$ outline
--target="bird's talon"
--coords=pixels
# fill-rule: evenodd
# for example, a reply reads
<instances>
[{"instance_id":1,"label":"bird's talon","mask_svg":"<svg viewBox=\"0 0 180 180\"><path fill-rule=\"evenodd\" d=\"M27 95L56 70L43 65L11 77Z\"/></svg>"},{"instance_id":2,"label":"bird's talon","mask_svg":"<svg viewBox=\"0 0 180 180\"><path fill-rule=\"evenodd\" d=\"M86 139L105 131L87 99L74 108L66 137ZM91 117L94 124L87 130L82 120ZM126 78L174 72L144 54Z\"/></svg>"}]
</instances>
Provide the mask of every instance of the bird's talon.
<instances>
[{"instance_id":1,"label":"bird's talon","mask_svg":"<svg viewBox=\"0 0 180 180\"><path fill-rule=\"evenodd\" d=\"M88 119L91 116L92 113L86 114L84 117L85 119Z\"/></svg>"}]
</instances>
┄┄┄┄┄┄
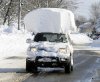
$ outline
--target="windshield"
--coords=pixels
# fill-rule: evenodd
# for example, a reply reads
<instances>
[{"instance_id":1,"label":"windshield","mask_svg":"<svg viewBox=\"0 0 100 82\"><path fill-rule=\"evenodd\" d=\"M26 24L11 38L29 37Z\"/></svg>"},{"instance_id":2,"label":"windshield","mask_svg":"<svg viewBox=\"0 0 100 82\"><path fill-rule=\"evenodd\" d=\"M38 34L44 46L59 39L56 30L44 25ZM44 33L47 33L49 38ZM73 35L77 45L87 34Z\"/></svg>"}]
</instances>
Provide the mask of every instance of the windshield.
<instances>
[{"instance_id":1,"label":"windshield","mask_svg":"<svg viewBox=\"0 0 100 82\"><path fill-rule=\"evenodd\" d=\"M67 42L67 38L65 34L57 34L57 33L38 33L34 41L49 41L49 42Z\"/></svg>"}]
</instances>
┄┄┄┄┄┄
» **What you will do**
Reproduce every line of the records containing the string "target".

» **Expected answer**
--target="bird's talon"
--target="windshield"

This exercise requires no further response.